EXERCISE MATERIAL:
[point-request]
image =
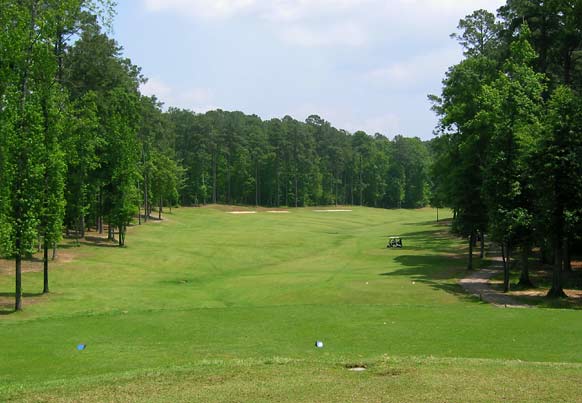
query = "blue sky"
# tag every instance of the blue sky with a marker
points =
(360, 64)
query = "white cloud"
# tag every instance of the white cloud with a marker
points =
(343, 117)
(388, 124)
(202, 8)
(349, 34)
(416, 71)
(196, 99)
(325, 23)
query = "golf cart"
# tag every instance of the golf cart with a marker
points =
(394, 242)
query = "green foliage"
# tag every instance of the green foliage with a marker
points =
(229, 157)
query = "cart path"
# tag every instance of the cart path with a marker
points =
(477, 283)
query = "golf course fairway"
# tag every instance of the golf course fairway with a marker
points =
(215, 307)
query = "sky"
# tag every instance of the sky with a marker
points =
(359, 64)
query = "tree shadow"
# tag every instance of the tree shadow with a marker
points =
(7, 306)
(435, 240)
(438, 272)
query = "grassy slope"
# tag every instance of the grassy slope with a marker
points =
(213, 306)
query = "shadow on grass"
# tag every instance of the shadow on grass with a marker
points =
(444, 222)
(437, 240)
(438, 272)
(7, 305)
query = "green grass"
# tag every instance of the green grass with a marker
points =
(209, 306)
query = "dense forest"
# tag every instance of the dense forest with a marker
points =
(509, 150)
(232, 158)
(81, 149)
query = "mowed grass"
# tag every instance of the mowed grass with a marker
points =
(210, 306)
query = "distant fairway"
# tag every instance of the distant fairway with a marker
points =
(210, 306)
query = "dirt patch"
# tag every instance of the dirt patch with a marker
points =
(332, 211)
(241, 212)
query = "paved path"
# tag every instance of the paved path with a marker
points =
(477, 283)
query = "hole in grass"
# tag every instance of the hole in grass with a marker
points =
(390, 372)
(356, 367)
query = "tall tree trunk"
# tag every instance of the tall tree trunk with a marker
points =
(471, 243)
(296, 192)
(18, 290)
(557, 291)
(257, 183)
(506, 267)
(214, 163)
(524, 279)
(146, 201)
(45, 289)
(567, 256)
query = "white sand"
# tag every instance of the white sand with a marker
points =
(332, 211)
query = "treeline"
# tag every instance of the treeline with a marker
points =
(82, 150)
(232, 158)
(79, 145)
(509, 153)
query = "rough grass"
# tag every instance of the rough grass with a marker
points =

TASK TO COMPLETE: Show each line of the data above that contains the string "course".

OUTPUT FOR THIS EXERCISE:
query = "golf course fairway"
# tag every instance of the golf course fairway with a marker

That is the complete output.